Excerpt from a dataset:
_____

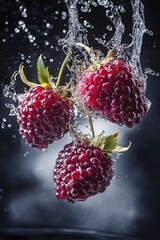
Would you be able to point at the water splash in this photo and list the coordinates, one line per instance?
(130, 52)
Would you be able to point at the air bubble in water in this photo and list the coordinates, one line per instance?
(46, 43)
(23, 11)
(64, 15)
(87, 24)
(121, 9)
(49, 25)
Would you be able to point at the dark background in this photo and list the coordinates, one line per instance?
(131, 206)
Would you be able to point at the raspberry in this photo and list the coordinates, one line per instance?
(81, 171)
(113, 92)
(43, 116)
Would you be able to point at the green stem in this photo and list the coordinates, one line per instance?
(62, 71)
(90, 123)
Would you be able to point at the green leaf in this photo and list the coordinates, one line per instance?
(121, 149)
(99, 141)
(110, 143)
(43, 73)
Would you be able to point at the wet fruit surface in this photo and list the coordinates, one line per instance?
(81, 171)
(112, 92)
(43, 116)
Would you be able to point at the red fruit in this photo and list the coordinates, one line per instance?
(81, 171)
(43, 116)
(113, 92)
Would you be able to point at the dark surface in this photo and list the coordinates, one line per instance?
(132, 206)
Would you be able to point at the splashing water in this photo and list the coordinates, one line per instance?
(10, 92)
(130, 52)
(78, 32)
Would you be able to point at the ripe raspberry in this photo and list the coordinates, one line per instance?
(81, 171)
(43, 116)
(113, 92)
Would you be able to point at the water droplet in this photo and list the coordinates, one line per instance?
(109, 28)
(64, 15)
(49, 25)
(121, 9)
(87, 24)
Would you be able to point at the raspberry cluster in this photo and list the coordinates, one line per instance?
(81, 171)
(46, 112)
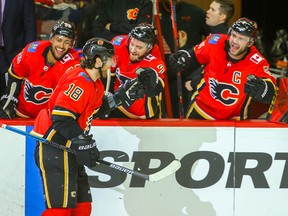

_____

Rewrite all of the rows above with "this photo" swapped for "this image" and every other part unchanged. Leave the pictures out of your answer.

Would you be able to point at the water splash in this image and list the coordinates, one line per instance?
(130, 52)
Would you be able to point at the air bubble in water in this image and list the coordinates, one line per instance?
(46, 43)
(23, 11)
(64, 15)
(87, 24)
(121, 9)
(49, 25)
Would you be able to point at the dark background in this image and list the coordinates, one line per instance?
(131, 206)
Would you be able to point at the raspberry in this image and list the coordinates, one line per instance?
(81, 171)
(113, 92)
(43, 116)
Would you be able to point at the green stem in this image and list the coordinates, one line per instance?
(62, 71)
(90, 123)
Would you be able to point at the green leaf in this image and list the coordinates, one line per instance?
(121, 149)
(99, 141)
(110, 143)
(43, 73)
Would you be able to point at the wet fruit surface in this image and list the coordinates, one line per instance?
(81, 171)
(112, 92)
(43, 116)
Would you be able to point at the red fruit in this image and list the coordinates, one line per instance?
(81, 171)
(43, 116)
(113, 92)
Would you be able to point at the dark surface in this image and list the coordinates, one line per instance?
(132, 206)
Would you be able to point at the splashing water in this image and list the coordinates, one line per instance?
(10, 92)
(130, 52)
(78, 32)
Would you be able to point at the ripe raspberry in this image and list the coordinates, one line per instance?
(81, 171)
(43, 116)
(113, 92)
Would you be able to point at the water droplet in this image and list the coordinates, one line per instance?
(109, 28)
(64, 15)
(49, 25)
(121, 9)
(87, 24)
Would you be able to point at the raspberry cluster in this image and list the coordinates, one line per instance?
(81, 171)
(46, 112)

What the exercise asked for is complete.